Data for the task ->
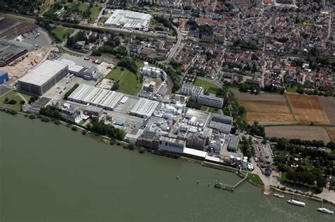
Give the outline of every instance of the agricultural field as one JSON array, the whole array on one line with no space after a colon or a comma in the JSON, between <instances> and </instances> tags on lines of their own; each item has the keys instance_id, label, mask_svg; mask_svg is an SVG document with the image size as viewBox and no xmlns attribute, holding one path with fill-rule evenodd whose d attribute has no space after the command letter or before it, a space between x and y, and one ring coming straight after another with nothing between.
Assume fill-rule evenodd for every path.
<instances>
[{"instance_id":1,"label":"agricultural field","mask_svg":"<svg viewBox=\"0 0 335 222\"><path fill-rule=\"evenodd\" d=\"M52 29L51 32L55 35L56 39L59 41L59 42L63 42L66 39L68 36L74 32L74 30L57 26Z\"/></svg>"},{"instance_id":2,"label":"agricultural field","mask_svg":"<svg viewBox=\"0 0 335 222\"><path fill-rule=\"evenodd\" d=\"M318 97L318 98L330 123L335 125L335 98L324 97Z\"/></svg>"},{"instance_id":3,"label":"agricultural field","mask_svg":"<svg viewBox=\"0 0 335 222\"><path fill-rule=\"evenodd\" d=\"M206 80L200 80L199 78L196 79L196 80L195 80L193 84L194 84L195 85L201 86L207 89L209 93L213 94L216 94L219 89L219 87L216 85Z\"/></svg>"},{"instance_id":4,"label":"agricultural field","mask_svg":"<svg viewBox=\"0 0 335 222\"><path fill-rule=\"evenodd\" d=\"M285 96L275 94L241 93L237 89L230 89L238 99L238 103L247 111L249 123L258 121L263 125L292 124L294 116L287 104Z\"/></svg>"},{"instance_id":5,"label":"agricultural field","mask_svg":"<svg viewBox=\"0 0 335 222\"><path fill-rule=\"evenodd\" d=\"M331 124L317 97L287 94L287 97L298 122Z\"/></svg>"},{"instance_id":6,"label":"agricultural field","mask_svg":"<svg viewBox=\"0 0 335 222\"><path fill-rule=\"evenodd\" d=\"M136 74L127 68L122 70L122 68L119 66L112 70L105 78L119 80L119 89L117 91L124 94L136 95L142 88L142 83L139 82Z\"/></svg>"},{"instance_id":7,"label":"agricultural field","mask_svg":"<svg viewBox=\"0 0 335 222\"><path fill-rule=\"evenodd\" d=\"M335 127L326 127L325 128L330 140L335 142Z\"/></svg>"},{"instance_id":8,"label":"agricultural field","mask_svg":"<svg viewBox=\"0 0 335 222\"><path fill-rule=\"evenodd\" d=\"M333 136L335 137L335 128L331 128ZM274 125L265 127L265 133L268 137L283 137L304 140L323 140L325 143L331 140L329 132L328 129L322 126Z\"/></svg>"},{"instance_id":9,"label":"agricultural field","mask_svg":"<svg viewBox=\"0 0 335 222\"><path fill-rule=\"evenodd\" d=\"M245 107L247 121L250 122L283 124L295 121L293 115L283 101L240 100L238 103Z\"/></svg>"},{"instance_id":10,"label":"agricultural field","mask_svg":"<svg viewBox=\"0 0 335 222\"><path fill-rule=\"evenodd\" d=\"M247 92L240 92L237 88L230 88L230 90L238 100L286 101L284 95L278 94L261 93L255 95Z\"/></svg>"}]
</instances>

To do -> Report, verbatim, each line in the listing above that contains the word "every".

Complete response ->
Give the outline of every instance of the agricultural field as one JSON array, the whole array on one line with no space after a colon or a comma in the JSON, between <instances> and </instances> tags on lines of their own; each item has the keys instance_id, label, mask_svg; mask_svg is an SVG document with the image size as viewBox and no xmlns attribute, holding one path with fill-rule evenodd whose d attribute has no space after the command letter or before it, a space between x and y, and one ring coming straight after another with nothing between.
Assume fill-rule evenodd for every path.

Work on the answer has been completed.